* start GIVEN INFORMATION *
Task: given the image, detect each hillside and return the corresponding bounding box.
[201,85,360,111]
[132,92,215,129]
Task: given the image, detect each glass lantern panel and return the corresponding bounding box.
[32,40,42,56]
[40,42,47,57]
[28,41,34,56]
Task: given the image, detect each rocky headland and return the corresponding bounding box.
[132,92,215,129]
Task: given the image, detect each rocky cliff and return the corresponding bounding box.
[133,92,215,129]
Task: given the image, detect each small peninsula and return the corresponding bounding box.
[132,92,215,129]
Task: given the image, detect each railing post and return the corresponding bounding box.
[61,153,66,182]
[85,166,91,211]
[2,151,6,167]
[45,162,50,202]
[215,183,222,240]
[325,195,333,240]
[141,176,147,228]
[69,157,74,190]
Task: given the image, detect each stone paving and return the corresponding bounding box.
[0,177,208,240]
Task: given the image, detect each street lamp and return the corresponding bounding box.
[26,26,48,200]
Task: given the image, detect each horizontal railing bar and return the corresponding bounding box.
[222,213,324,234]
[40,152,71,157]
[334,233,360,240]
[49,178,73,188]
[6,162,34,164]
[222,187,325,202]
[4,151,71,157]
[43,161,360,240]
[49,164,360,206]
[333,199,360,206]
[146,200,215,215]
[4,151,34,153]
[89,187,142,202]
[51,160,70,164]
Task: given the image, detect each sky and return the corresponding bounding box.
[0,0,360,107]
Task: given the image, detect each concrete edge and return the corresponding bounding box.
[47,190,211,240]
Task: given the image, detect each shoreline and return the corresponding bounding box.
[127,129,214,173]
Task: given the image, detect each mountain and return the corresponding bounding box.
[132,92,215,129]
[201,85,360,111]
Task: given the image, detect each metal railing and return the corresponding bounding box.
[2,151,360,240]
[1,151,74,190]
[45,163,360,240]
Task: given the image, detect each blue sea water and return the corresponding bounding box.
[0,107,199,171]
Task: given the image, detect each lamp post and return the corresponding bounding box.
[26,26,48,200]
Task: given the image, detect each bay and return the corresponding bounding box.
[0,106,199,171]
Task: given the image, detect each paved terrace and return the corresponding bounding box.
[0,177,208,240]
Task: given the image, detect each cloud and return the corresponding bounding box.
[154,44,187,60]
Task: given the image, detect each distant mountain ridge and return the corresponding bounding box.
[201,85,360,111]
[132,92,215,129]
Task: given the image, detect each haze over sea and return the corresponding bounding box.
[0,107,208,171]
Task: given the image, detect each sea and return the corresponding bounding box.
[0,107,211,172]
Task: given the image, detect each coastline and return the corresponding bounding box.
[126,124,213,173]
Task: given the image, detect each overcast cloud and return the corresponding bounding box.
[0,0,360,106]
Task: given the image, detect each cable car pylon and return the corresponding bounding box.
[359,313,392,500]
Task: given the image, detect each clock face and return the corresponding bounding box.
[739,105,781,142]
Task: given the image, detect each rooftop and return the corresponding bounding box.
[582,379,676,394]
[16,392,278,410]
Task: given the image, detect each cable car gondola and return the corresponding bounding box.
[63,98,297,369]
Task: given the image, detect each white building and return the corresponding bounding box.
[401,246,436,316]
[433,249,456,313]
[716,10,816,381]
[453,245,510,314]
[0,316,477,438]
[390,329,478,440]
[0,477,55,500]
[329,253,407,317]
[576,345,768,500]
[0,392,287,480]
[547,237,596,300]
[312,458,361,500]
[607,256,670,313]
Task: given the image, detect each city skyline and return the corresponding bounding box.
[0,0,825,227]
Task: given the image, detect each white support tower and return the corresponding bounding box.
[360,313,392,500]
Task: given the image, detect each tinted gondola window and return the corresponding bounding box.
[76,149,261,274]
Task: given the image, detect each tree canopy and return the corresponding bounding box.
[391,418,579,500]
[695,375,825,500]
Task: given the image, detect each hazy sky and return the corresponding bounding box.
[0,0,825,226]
* end GIVEN INFORMATION *
Reproduce every one of the lines above, character for character, without changing anything.

• **ANSWER**:
Task: given the image, detect each hillside and return the corresponding bounding box.
[201,85,360,111]
[132,92,215,129]
Task: given the image, detect each glass lantern panel and return the corresponding bounding box.
[32,40,42,56]
[40,42,47,57]
[28,41,34,56]
Task: given the image, detect each rocky headland and return the corresponding bounding box.
[132,92,215,129]
Task: given the image, detect each rocky cliff and return the corresponding bounding box.
[133,92,215,129]
Task: given the image, detect each small peninsula and return the corresponding bounding box.
[132,92,215,129]
Task: given the image, detect each railing post and return the corresponding bounding box.
[61,153,66,182]
[85,166,91,211]
[2,151,6,167]
[45,162,50,202]
[215,183,222,240]
[325,195,333,240]
[141,176,147,228]
[69,157,74,190]
Task: given the image, detect each stone paving and return the corresponding bounding box.
[0,177,208,240]
Task: given the image, detect each street lamp and return the corresponding bounding box.
[26,26,48,200]
Task: given the image, detect each horizontal railing bar and return the corresponding bounding box.
[222,213,324,234]
[40,152,71,157]
[334,233,360,240]
[49,178,73,188]
[6,162,34,164]
[222,187,325,202]
[4,151,71,157]
[43,161,360,240]
[49,164,360,206]
[333,199,360,206]
[146,200,215,215]
[4,151,34,153]
[89,187,142,202]
[51,160,70,164]
Task: given the image, detect each sky and return the corresponding bounding box.
[0,0,360,107]
Task: given the image, detect each concrete edge and return the corresponding bounding box.
[47,190,211,240]
Task: given the image, detect each shoreline and return the corresponding bounding box.
[127,129,214,173]
Task: given the image, detect each mountain and return the corresponding bounding box.
[132,92,215,129]
[201,85,360,111]
Task: given the image, detect each metal railing and return the corresponding bounding box.
[2,151,360,240]
[1,151,74,190]
[45,163,360,240]
Task: given the image, detect each blue sea water and return the corresponding bounding box.
[0,107,199,171]
Task: given the image, detect each lamp post and return the corresponding bounding box.
[26,26,48,200]
Task: given the image, detect each bay and return the corresponding bounding box.
[0,106,199,171]
Task: given the image, detect each paved terrace and return the corresponding bounding box.
[0,177,208,240]
Task: given the image, detect each cloud and return the corresponding bounding box.
[154,44,187,60]
Task: given the image, detect each distant mountain ridge and return the corresponding bounding box.
[201,85,360,111]
[132,92,215,129]
Task: given the image, detect each haze over sea and return the corresponding bounding box.
[0,107,208,171]
Task: given the image, detect each sea and return the corresponding bounding box.
[0,107,211,172]
Task: given the image, detect each coastline and return the corresponding bounding box.
[126,124,213,173]
Task: given the image, detect each overcast cloud and return the corresponding bounding box.
[0,0,360,106]
Task: given the image, detect each cable car pylon and return the corresponding bounding box.
[359,313,392,500]
Task: given the image, detect each clock face and return the corresponding bounding box.
[739,105,781,142]
Task: given the image, detect each rooftop and return the corresponding bounding box.
[582,379,676,394]
[16,392,278,410]
Task: given the image, detect each cable car gondola and return the corresponding bounding box.
[63,98,297,369]
Task: given the image, detect each white building and return the corresponding bounding box.
[401,246,436,316]
[433,249,456,313]
[716,10,816,381]
[453,245,510,314]
[0,316,477,438]
[390,329,478,440]
[0,477,55,500]
[329,253,407,317]
[576,345,768,500]
[0,392,287,480]
[547,237,596,300]
[312,458,361,500]
[607,256,670,313]
Task: given the image, detect each city skyline and return the corresponding bounding box.
[0,0,825,227]
Task: given the image, detect each white support tower and return the corresponding bounding box.
[360,313,392,500]
Task: given the image, detect each tinted gondola window and return the corresponding bounding box.
[76,149,261,274]
Task: given the image, detect each tree canopy and return the corresponding bounding box.
[391,418,579,500]
[695,375,825,500]
Task: given the image, detect each hazy sky and return the corresponding bounding box.
[0,0,825,226]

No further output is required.